REQUEST:
Return the lines of the data exactly as they appear, from the line with "Exercise. Mark the boy's hand" up to and including the line with "point(126, 38)".
___ MATERIAL FOR THIS EXERCISE
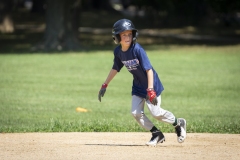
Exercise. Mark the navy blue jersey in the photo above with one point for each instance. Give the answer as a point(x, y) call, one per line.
point(136, 61)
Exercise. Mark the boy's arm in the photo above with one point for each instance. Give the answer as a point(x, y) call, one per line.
point(151, 94)
point(150, 78)
point(110, 76)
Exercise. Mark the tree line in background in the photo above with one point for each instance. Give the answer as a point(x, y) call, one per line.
point(63, 16)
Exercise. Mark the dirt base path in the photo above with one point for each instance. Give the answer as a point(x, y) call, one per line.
point(119, 146)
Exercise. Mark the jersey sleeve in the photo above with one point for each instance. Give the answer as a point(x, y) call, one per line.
point(143, 59)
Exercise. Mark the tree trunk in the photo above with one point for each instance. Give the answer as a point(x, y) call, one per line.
point(61, 31)
point(6, 22)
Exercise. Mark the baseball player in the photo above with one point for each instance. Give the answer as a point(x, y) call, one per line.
point(146, 87)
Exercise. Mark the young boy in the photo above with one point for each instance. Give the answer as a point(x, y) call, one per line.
point(147, 86)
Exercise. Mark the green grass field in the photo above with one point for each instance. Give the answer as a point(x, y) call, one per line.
point(40, 92)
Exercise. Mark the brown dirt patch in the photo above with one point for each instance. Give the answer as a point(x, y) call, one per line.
point(111, 145)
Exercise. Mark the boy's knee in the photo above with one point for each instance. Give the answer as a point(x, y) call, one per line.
point(137, 115)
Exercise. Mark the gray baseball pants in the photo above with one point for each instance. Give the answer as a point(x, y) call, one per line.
point(156, 111)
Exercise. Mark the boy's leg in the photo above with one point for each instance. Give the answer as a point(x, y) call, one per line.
point(168, 117)
point(138, 113)
point(160, 113)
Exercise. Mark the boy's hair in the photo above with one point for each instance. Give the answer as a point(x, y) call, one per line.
point(121, 26)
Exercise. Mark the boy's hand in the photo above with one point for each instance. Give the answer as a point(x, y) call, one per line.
point(151, 96)
point(102, 91)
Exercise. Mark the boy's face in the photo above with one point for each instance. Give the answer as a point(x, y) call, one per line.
point(126, 38)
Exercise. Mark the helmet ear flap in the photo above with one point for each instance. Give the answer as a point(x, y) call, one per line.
point(116, 38)
point(135, 35)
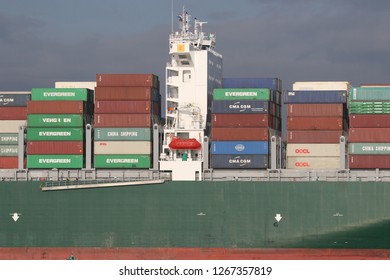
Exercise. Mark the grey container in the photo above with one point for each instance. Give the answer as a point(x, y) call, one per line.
point(239, 161)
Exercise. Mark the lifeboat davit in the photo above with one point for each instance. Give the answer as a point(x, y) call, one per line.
point(184, 144)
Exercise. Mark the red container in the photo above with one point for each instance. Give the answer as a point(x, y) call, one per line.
point(369, 135)
point(123, 107)
point(369, 121)
point(55, 148)
point(13, 113)
point(314, 123)
point(123, 120)
point(244, 134)
point(369, 161)
point(314, 110)
point(123, 93)
point(55, 107)
point(126, 80)
point(241, 120)
point(314, 136)
point(8, 162)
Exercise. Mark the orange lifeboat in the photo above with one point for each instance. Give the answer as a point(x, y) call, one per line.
point(184, 144)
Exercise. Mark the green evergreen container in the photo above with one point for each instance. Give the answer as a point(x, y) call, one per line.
point(242, 94)
point(55, 134)
point(122, 161)
point(122, 134)
point(9, 138)
point(45, 94)
point(370, 93)
point(369, 148)
point(55, 161)
point(56, 120)
point(8, 150)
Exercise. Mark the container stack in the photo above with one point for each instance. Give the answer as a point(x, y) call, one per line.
point(369, 134)
point(316, 119)
point(56, 127)
point(245, 114)
point(126, 107)
point(13, 113)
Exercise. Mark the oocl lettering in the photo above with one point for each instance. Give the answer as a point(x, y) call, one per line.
point(302, 151)
point(302, 164)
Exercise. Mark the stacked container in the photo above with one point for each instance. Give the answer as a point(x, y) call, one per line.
point(316, 119)
point(55, 127)
point(244, 117)
point(369, 134)
point(126, 107)
point(13, 113)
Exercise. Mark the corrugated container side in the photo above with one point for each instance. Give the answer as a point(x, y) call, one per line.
point(55, 134)
point(11, 126)
point(315, 110)
point(314, 136)
point(14, 100)
point(313, 150)
point(122, 147)
point(71, 94)
point(13, 113)
point(369, 161)
point(123, 120)
point(313, 162)
point(239, 133)
point(271, 83)
point(242, 94)
point(373, 135)
point(122, 161)
point(9, 138)
point(8, 162)
point(314, 123)
point(239, 147)
point(127, 80)
point(55, 147)
point(369, 148)
point(56, 107)
point(369, 121)
point(123, 134)
point(326, 97)
point(55, 120)
point(8, 150)
point(241, 120)
point(322, 85)
point(124, 93)
point(241, 107)
point(55, 161)
point(239, 161)
point(123, 107)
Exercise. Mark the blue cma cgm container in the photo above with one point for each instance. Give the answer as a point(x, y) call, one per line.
point(271, 83)
point(321, 97)
point(239, 148)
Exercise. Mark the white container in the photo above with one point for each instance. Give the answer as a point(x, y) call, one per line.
point(123, 147)
point(313, 162)
point(321, 86)
point(313, 150)
point(11, 126)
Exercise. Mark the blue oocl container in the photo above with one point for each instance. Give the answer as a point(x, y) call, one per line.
point(239, 148)
point(271, 83)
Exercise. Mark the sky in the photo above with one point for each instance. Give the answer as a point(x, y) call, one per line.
point(44, 41)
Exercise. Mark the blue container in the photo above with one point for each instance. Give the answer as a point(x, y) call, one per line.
point(271, 83)
point(241, 107)
point(14, 100)
point(239, 161)
point(321, 97)
point(239, 148)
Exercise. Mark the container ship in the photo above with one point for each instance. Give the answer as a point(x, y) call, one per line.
point(92, 171)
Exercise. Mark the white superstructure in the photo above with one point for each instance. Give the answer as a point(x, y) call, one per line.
point(194, 71)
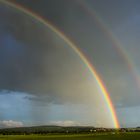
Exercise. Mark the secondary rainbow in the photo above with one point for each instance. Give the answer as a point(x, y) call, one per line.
point(91, 68)
point(113, 39)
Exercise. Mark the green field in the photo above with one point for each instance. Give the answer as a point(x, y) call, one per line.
point(122, 136)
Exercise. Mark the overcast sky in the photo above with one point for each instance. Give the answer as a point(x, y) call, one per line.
point(41, 74)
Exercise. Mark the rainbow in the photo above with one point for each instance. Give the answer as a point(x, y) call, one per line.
point(91, 68)
point(113, 39)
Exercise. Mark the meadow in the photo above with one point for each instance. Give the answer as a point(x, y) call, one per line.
point(121, 136)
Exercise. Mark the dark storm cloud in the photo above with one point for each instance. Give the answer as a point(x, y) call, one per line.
point(35, 60)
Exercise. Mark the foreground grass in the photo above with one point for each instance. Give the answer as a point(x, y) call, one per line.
point(122, 136)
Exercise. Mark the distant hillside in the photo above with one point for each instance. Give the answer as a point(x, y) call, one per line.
point(45, 130)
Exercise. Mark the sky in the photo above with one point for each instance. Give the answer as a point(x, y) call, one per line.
point(43, 81)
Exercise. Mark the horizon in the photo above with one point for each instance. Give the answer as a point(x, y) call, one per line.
point(69, 63)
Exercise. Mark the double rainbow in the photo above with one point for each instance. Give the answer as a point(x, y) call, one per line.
point(91, 68)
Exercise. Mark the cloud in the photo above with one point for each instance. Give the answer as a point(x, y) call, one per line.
point(65, 123)
point(10, 124)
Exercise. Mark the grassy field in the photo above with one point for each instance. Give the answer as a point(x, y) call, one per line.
______
ANSWER TO THIS EXERCISE:
Exercise. Mark the boy's hand in the photo above with one point for each instance. Give the answer as a point(x, y) call, one per line.
point(151, 96)
point(102, 91)
Exercise. Mark the boy's face in the photo above with one point for each instance. Give the answer as a point(x, y) call, one per line.
point(126, 38)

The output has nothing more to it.